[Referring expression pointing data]
-=-=-

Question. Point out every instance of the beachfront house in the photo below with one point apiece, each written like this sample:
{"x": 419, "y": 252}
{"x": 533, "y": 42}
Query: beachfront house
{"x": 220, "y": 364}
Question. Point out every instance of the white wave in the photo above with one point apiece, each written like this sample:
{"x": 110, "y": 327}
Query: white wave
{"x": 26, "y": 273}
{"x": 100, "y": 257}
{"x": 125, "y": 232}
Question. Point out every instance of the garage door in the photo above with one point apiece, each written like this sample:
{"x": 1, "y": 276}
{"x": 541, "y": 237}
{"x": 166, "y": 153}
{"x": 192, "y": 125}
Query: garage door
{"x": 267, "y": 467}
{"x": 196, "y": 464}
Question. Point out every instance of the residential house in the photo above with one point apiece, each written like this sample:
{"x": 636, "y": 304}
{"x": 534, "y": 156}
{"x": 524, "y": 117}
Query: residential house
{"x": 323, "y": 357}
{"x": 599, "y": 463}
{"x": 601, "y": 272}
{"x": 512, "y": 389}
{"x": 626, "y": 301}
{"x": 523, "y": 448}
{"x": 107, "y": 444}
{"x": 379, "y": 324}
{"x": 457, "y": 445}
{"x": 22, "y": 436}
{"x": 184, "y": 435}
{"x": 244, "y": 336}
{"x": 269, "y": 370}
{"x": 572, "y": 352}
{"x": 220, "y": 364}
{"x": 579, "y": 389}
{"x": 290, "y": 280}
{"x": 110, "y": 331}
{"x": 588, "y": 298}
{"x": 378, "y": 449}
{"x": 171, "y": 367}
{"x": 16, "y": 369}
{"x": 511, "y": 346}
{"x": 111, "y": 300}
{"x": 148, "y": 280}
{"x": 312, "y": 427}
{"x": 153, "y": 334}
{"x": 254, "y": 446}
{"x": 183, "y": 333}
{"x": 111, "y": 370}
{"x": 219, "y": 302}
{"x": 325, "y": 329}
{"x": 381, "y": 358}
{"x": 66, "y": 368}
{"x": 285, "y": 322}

-=-=-

● ACTION ITEM: All lines above containing the string "like": copy each one.

● OUTPUT OF THE TASK:
Question. Point out every instance of the beachfront house in the photo below with one point apiece, each written like this sample:
Question. Point out every instance of the white wave in the photo above with one point apiece, each written like this sample:
Question. Point out every instance of the garage door in the photo above with one point apiece, each written like this sample:
Question. Point out every instance of the residential house in the photo above with one point apiece, each written like this sample:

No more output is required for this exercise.